▸ **TASK PROMPT**: If a record contains a picture, skip the picture and transcribe the rest exactly.

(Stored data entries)
☆ ☆ ☆ ☆ ☆ ☆ ☆

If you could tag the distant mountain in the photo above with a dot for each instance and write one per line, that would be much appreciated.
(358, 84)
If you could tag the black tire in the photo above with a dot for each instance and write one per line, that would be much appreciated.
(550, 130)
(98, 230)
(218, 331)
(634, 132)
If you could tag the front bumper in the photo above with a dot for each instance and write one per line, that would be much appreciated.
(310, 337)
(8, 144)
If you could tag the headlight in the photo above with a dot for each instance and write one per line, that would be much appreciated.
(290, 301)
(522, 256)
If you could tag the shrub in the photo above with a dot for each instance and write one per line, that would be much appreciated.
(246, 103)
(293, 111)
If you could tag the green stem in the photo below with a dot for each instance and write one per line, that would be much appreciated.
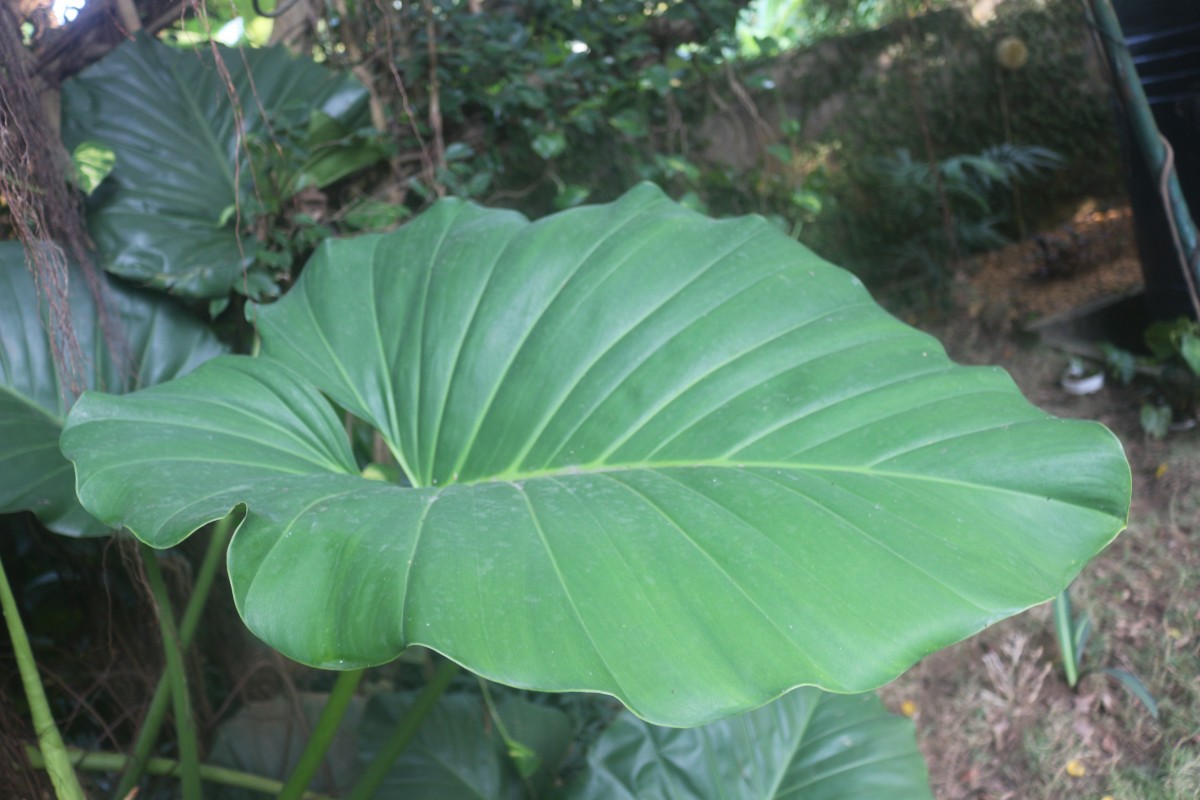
(322, 735)
(58, 764)
(100, 762)
(1065, 626)
(155, 715)
(185, 727)
(367, 786)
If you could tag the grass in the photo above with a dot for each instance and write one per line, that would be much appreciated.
(995, 716)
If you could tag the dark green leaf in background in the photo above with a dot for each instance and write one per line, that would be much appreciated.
(172, 118)
(459, 755)
(678, 461)
(808, 745)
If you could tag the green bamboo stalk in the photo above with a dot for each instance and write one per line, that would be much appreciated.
(367, 786)
(155, 715)
(66, 782)
(322, 735)
(185, 726)
(1065, 629)
(103, 762)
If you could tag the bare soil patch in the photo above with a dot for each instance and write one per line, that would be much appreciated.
(995, 716)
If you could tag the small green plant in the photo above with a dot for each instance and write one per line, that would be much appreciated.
(1173, 367)
(955, 206)
(1074, 633)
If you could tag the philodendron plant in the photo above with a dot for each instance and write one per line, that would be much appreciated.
(678, 461)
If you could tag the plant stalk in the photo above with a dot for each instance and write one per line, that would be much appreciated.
(1065, 629)
(185, 726)
(367, 786)
(53, 752)
(155, 715)
(102, 762)
(322, 735)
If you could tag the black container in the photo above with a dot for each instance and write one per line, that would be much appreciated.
(1163, 36)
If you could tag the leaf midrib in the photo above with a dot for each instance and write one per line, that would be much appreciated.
(747, 464)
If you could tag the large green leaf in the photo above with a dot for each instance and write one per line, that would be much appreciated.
(808, 745)
(679, 461)
(174, 120)
(157, 340)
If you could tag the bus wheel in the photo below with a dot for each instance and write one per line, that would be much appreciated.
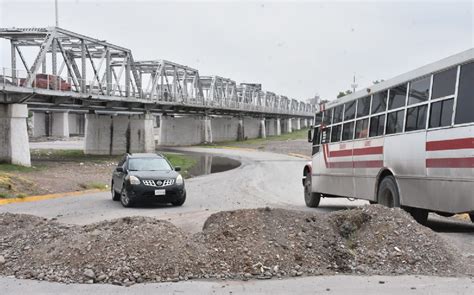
(311, 199)
(420, 215)
(388, 192)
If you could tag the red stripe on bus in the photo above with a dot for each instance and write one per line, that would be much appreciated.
(357, 164)
(450, 163)
(368, 164)
(452, 144)
(375, 150)
(341, 153)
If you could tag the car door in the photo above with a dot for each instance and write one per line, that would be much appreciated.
(118, 176)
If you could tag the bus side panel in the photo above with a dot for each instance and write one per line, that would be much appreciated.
(404, 155)
(450, 170)
(368, 159)
(334, 172)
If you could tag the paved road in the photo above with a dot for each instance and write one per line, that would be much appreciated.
(263, 179)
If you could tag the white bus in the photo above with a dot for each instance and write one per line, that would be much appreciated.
(406, 142)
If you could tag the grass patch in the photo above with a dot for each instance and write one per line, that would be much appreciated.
(14, 186)
(94, 185)
(70, 155)
(17, 168)
(300, 134)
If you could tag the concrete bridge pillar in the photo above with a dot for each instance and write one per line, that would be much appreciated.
(60, 124)
(40, 128)
(297, 125)
(287, 127)
(207, 130)
(14, 145)
(262, 131)
(115, 135)
(240, 130)
(277, 127)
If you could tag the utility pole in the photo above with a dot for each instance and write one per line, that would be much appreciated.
(56, 12)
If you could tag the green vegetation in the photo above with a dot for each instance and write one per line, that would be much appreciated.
(300, 134)
(16, 168)
(14, 186)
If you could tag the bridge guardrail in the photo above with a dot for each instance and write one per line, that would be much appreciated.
(17, 78)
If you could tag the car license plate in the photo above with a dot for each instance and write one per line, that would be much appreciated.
(160, 192)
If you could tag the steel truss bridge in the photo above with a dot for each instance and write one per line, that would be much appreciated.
(77, 72)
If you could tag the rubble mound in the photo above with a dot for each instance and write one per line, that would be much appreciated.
(242, 244)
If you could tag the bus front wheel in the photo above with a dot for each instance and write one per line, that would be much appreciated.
(311, 199)
(388, 192)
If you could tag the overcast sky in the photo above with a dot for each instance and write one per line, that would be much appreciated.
(293, 48)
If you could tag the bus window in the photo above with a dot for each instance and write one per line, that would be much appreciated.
(416, 118)
(338, 114)
(327, 119)
(349, 112)
(363, 106)
(397, 97)
(379, 102)
(362, 128)
(465, 103)
(336, 133)
(348, 131)
(419, 90)
(444, 83)
(377, 125)
(441, 113)
(395, 122)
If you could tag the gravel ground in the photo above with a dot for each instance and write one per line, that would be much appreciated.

☆ ☆ ☆ ☆ ☆ ☆ ☆

▸ **RESULT OF THIS EXERCISE**:
If you could tag the distant mountain in the photo above with a dot for each instance and write one per line, that would be much appreciated.
(358, 84)
If you could tag the black tire in the photo above with a dot for each instance and write one per line, that would be much appreciated.
(550, 130)
(98, 230)
(218, 331)
(634, 132)
If you could tag the front bumper in the photo above with a dot for each instance and write one per line, that would be much appreciated.
(310, 337)
(8, 144)
If you could tag the headlight in the photo above with a dot for each instance and write one per line, that would be much appreciated.
(290, 301)
(522, 256)
If you could tag the shrub in the photo above with a dot for each instance and write one per line, that would be much appreciated.
(246, 103)
(293, 111)
If you could tag the green stem in the photo below with a dot for each instance and write one per line, that would be much appreciated.
(322, 735)
(58, 764)
(100, 762)
(1065, 626)
(155, 715)
(185, 727)
(367, 786)
If you could tag the grass in the photo above with a dot for each instance and write one per line, that would be much appreciated.
(995, 716)
If you could tag the dark green leaf in background in the photo above with a dot for each instance and write one per line, that would be much appreciated.
(172, 118)
(459, 755)
(678, 461)
(808, 745)
If you could tag the green bamboo stalk in the photo above with a dot for each instance and write one per line, that would be much appreciated.
(367, 786)
(155, 715)
(66, 782)
(322, 735)
(185, 726)
(1065, 629)
(103, 762)
If you could tag the bare soil patch in the photo above with a dot for each instance and write one per line, that would be much appreciated.
(995, 716)
If you could tag the small green plant in the photo above with a dot for each instance and write one per line, that would be much appreciated.
(1173, 367)
(955, 206)
(1074, 633)
If you could tag the philodendron plant in the photo above with a dot for each instance and write one per line, that would be much appreciated.
(678, 461)
If you could tag the plant stalk in the photo above with a dot for each instance and write one per line, that would be much appreciated.
(1065, 629)
(185, 726)
(367, 786)
(53, 752)
(155, 715)
(102, 762)
(322, 735)
If you could tag the black container in the photo above with a dot for each instance and write one per line, that would be much appreciated.
(1163, 36)
If you could tag the leaf midrib in the photo above with a dot for each instance and write one per line, that would be much appreciated.
(747, 464)
If you could tag the large green leaf in the photo above with a dot for each instance and write one per line, that would be much appreciated.
(808, 745)
(679, 461)
(174, 120)
(157, 340)
If you could tag the bus wheel in the photo below with a dot for each instance and write one per line, that would be much appreciated.
(311, 199)
(420, 215)
(388, 192)
If you could tag the red stripe on bus in the photo above with a dot for each instance and write one per line, that would be much appreciated.
(357, 164)
(450, 163)
(368, 164)
(452, 144)
(375, 150)
(341, 153)
If you could tag the car door in the photo above with a dot for each instance and write one per line, that would be much appreciated.
(118, 176)
If you could tag the bus side panel in the photo above with a dot for each instance and write one per line, that would be much appreciated.
(404, 155)
(450, 170)
(368, 159)
(334, 172)
If you could tag the paved road in the photo above with a dot for each instance and write one per line, that would be much appreciated.
(263, 179)
If you could tag the white bus in the photo above with a dot for each instance and write one per line, that would be much appreciated.
(406, 142)
If you could tag the grass patch in the photo above with a dot for each instance and write one per line, that would be much appreciated.
(14, 186)
(94, 185)
(70, 155)
(17, 168)
(300, 134)
If you could tag the concrete bridge pillar in the photo above with a dot for each instance and write one per line, that would be much appreciated.
(60, 124)
(40, 128)
(297, 125)
(287, 127)
(207, 130)
(14, 145)
(262, 131)
(115, 135)
(240, 130)
(277, 127)
If you could tag the utility pole in the photo above with a dot for each instance and write one per line, that would be much appreciated.
(56, 12)
If you could tag the green vegetation in the photo above with a dot for each instance and write one per line, that would be much appreciated.
(300, 134)
(16, 168)
(14, 186)
If you could tag the bridge guardrail in the photo above with a dot for each instance and write one per line, that would be much appreciated.
(17, 78)
If you could tag the car license plate in the photo above with a dot for each instance and write one per line, that would be much appreciated.
(160, 192)
If you could tag the steel truss bridge in the photo above with a dot for each instance and write one per line, that would be much appreciated.
(77, 72)
If you could tag the rubble mound in the photo above with a dot for each instance and write one per line, that would be much appreciated.
(242, 244)
If you could tag the bus front wheel in the photo above with a dot for each instance and write one per line, that would be much appreciated.
(311, 199)
(388, 192)
If you could tag the overcast sky in the photo above with a dot for each instance and write one per line, that would be much appreciated.
(293, 48)
If you could tag the bus window in the photo above with a dot for each instance and write one per line, that would be much appreciated.
(416, 118)
(338, 114)
(327, 119)
(349, 112)
(363, 106)
(397, 97)
(379, 102)
(362, 128)
(465, 103)
(336, 133)
(348, 131)
(419, 90)
(444, 83)
(377, 125)
(441, 113)
(395, 122)
If you could tag the gravel ground in the photo above with a dot for each instance and write one per line, that would be much appreciated.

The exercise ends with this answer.